**Overgenomen tekst:**
====

Commissie: Ziekenhuizen
Categorie: (On)zorgvuldigheid
Jaartal: 2021
Soort uitspraak: bindend advies
Uitkomst: Ongegrond
Referentiecode:
58776/63030
De uitspraak:
Waar gaat de uitspraak over
In 2014 blijkt het moedervlekje op het oor van de cliënt een niet kwaadaardige afwijking te zijn. De cliënt stelt dat de KNO-arts hem niet heeft geïnformeerd dat het moedervlekje op zijn oor kan uitgroeien tot een melanoom. Wat nu het geval is. Volgens de cliënt heeft de KNO-arts onzorgvuldig gehandeld. De commissie oordeelt dat de KNO-arts in 2014 juist heeft gehandeld. Toen bleek dat het vlekje niet kwaadaardig was, is een afwachtend beleid geadviseerd en was er controle zo nodig. Dit is volgens de commissie een juiste handelswijze. In 2015 gaf de cliënt aan dat er niets was veranderd en dat hij het plekje niet weg wilde laten halen. In 2019 is een melanoom op het oor van de cliënt gevonden. Het melanoom is met een marge weggenomen en dit heeft een blijvend letsel als gevolg gehad voor het oor van de cliënt. De commissie oordeelt dat de afloop niet anders was geweest als in 2015 of daarna het melanoom was geconstateerd. Ook dan zou deze met een marge zijn weggenomen, met blijvend letsel als gevolg.
Volledige uitspraak
In het geschil tussen
[Cliënt], wonende te [woonplaats]
en
Stichting Rijnstate, gevestigd te Arnhem
(hierna te noemen: de zorgaanbieder)
gemachtigde: [naam].
Behandeling van het geschil
Partijen zijn overeengekomen dit geschil bij bindend advies door de Geschillencommissie Ziekenhuizen (verder te noemen: de commissie) te laten beslechten.
De commissie heeft kennis genomen van de overgelegde stukken.
De behandeling heeft plaatsgevonden op 26 april 2021 te Utrecht.
Partijen hebben ter zitting hun standpunt toegelicht. De cliënt werd bijgestaan door zijn schoondochter, [naam]. Namens de zorgaanbieder is verschenen [naam], KNO-arts, bijgestaan door de gemachtigde.
Onderwerp van het geschil
De cliënt heeft de klacht voorgelegd aan de zorgaanbieder.

====

(Aanwijsgegevens bij verwijzende omschrijvingen)

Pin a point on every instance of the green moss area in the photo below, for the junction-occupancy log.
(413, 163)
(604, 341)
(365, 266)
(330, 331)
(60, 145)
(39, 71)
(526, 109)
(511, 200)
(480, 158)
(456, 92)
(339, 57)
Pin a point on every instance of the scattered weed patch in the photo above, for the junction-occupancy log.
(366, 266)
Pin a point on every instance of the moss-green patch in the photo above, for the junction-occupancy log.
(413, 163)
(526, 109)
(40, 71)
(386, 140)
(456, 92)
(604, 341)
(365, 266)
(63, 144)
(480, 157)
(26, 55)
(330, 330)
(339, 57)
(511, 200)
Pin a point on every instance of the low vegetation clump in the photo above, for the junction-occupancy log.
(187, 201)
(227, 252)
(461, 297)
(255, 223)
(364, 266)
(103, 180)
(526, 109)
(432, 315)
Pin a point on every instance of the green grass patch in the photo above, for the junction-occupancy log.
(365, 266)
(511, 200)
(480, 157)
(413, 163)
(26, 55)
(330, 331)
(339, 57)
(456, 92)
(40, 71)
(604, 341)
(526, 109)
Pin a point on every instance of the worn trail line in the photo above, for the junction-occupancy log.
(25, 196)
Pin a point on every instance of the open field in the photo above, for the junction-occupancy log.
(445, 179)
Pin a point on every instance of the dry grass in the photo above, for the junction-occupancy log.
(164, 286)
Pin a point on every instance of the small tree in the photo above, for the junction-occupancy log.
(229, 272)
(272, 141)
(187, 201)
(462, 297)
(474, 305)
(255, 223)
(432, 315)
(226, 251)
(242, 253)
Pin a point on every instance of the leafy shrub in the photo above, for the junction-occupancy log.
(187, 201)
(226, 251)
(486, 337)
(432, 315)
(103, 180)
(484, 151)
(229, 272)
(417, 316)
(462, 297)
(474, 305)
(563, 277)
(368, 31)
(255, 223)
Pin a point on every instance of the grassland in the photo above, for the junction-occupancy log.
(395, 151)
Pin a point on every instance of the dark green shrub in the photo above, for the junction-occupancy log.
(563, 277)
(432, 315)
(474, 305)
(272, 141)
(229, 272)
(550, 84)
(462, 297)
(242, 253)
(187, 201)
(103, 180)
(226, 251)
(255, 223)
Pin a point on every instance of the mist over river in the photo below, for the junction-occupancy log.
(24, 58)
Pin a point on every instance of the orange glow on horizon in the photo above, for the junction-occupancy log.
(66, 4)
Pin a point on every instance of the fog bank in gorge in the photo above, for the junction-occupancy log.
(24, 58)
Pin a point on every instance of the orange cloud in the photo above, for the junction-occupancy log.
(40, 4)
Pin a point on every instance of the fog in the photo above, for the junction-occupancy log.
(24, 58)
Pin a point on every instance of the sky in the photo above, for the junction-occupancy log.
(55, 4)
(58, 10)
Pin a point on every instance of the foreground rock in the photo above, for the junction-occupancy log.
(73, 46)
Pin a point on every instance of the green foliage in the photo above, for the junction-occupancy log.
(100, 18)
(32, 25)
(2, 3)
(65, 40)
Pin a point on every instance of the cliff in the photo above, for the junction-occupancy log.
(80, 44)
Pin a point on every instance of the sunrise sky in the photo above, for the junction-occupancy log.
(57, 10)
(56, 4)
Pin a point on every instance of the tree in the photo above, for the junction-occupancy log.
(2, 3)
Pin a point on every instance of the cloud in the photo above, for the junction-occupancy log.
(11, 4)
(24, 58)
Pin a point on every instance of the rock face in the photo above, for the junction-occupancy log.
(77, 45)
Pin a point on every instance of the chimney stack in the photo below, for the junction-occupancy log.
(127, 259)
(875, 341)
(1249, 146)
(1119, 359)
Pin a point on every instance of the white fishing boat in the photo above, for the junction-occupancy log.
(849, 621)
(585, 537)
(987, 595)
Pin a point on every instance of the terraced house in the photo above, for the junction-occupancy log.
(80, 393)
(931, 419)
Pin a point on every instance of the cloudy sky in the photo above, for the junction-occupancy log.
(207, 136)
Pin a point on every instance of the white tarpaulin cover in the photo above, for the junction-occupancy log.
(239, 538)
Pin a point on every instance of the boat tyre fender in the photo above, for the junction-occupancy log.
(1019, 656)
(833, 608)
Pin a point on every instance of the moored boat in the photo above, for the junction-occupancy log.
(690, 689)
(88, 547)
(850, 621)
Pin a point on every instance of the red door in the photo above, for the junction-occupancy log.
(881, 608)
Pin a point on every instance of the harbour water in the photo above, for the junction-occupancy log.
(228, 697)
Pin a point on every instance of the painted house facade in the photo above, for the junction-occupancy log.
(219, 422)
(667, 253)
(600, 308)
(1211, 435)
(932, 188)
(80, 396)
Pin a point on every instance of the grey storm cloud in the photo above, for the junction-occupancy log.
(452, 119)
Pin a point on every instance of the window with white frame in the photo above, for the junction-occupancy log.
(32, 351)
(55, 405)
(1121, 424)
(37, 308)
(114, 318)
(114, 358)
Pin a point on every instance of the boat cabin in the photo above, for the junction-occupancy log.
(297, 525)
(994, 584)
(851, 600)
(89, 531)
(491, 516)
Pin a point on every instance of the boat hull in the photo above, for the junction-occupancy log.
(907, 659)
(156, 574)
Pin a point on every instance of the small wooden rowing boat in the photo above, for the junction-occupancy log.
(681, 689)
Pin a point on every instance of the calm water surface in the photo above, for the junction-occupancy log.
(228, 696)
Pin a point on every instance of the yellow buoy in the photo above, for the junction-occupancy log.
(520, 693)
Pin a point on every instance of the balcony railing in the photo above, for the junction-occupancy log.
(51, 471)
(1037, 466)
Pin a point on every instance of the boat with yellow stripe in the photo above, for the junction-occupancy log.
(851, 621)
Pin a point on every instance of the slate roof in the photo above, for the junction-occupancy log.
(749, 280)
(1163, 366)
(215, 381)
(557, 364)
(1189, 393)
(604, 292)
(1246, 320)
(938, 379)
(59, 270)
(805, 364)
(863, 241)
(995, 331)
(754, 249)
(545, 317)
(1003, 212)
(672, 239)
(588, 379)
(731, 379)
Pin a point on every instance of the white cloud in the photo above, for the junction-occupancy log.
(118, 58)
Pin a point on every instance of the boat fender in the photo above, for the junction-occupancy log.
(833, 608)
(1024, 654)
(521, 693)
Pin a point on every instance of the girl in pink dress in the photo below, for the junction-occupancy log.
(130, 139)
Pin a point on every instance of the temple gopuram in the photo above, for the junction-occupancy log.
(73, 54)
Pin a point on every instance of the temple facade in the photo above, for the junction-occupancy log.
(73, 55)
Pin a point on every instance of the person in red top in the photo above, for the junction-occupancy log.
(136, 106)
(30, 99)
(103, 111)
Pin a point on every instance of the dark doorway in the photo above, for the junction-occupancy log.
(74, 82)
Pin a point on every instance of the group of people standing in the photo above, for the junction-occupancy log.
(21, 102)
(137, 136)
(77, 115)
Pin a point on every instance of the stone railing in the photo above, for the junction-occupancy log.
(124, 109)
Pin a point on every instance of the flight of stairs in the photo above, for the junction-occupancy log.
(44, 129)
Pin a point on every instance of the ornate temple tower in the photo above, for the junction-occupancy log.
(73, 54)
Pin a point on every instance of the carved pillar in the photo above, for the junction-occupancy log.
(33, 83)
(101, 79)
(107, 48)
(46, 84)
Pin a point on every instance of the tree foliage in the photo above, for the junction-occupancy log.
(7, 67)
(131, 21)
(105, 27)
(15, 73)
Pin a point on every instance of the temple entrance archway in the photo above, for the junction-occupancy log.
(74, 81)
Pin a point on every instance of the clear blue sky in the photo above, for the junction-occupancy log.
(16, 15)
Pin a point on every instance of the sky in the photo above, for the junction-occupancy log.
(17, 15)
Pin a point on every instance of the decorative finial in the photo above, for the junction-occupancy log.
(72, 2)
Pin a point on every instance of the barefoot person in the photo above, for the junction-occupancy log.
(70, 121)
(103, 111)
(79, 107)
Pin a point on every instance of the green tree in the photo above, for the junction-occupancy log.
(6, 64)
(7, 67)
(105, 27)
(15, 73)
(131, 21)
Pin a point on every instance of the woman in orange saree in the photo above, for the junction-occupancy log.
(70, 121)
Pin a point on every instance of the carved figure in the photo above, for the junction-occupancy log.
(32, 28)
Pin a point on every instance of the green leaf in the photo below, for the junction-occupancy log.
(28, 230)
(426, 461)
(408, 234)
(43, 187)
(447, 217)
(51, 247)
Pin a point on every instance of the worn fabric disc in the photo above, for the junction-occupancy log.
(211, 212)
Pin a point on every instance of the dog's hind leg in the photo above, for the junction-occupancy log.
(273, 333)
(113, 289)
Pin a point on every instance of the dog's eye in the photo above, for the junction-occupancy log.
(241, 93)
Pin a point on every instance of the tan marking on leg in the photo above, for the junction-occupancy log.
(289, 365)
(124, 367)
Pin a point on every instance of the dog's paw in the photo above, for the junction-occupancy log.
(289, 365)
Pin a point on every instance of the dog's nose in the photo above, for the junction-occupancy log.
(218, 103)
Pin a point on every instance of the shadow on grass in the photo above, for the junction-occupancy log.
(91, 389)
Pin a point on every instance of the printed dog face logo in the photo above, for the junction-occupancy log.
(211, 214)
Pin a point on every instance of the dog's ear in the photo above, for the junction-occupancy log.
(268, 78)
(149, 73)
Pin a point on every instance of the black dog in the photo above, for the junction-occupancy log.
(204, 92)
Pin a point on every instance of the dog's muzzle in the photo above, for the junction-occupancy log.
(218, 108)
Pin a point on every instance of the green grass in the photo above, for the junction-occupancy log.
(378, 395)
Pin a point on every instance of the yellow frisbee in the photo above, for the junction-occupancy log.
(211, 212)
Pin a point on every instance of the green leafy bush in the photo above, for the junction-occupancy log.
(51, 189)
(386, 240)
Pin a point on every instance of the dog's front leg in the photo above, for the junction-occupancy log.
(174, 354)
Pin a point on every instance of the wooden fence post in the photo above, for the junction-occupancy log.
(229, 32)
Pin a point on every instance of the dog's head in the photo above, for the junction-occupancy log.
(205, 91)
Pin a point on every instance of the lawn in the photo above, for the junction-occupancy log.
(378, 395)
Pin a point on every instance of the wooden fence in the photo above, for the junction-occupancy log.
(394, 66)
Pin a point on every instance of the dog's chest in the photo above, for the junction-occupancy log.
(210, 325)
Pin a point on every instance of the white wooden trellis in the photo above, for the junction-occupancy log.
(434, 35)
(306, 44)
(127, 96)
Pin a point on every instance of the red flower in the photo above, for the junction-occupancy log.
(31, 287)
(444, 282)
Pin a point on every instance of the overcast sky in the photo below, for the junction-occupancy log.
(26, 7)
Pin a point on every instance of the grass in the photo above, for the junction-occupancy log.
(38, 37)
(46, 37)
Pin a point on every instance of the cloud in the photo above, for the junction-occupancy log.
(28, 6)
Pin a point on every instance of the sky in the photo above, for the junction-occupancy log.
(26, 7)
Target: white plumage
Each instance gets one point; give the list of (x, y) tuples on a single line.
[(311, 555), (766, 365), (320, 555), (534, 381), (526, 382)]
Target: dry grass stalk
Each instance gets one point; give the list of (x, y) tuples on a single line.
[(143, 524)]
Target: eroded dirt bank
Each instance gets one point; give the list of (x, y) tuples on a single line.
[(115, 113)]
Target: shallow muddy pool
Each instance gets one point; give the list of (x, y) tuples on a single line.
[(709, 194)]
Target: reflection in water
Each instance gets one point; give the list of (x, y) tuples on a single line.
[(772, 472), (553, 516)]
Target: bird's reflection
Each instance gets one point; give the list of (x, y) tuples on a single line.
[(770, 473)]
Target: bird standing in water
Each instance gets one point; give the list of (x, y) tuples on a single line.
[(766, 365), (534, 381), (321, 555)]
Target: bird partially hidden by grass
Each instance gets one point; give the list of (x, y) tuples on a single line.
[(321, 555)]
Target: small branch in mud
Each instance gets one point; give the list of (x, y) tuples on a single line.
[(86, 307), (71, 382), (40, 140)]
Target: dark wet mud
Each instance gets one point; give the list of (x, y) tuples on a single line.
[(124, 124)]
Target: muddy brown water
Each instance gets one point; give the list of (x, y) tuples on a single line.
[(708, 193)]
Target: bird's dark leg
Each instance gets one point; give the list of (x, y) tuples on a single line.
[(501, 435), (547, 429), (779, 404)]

====

**Doel van de oefening:**
Neem het deel van de uitspraak over dat begint bij de woorden "gemachtigde: [naam]." en eindigt met "2021 te Utrecht.", en vervang daarin "Utrecht" door "Den Haag". Gebruik hiervoor alleen de uitspraak.

**Uitwerking:**
gemachtigde: [naam].
Behandeling van het geschil
Partijen zijn overeengekomen dit geschil bij bindend advies door de Geschillencommissie Ziekenhuizen (verder te noemen: de commissie) te laten beslechten.
De commissie heeft kennis genomen van de overgelegde stukken.
De behandeling heeft plaatsgevonden op 26 april 2021 te Den Haag.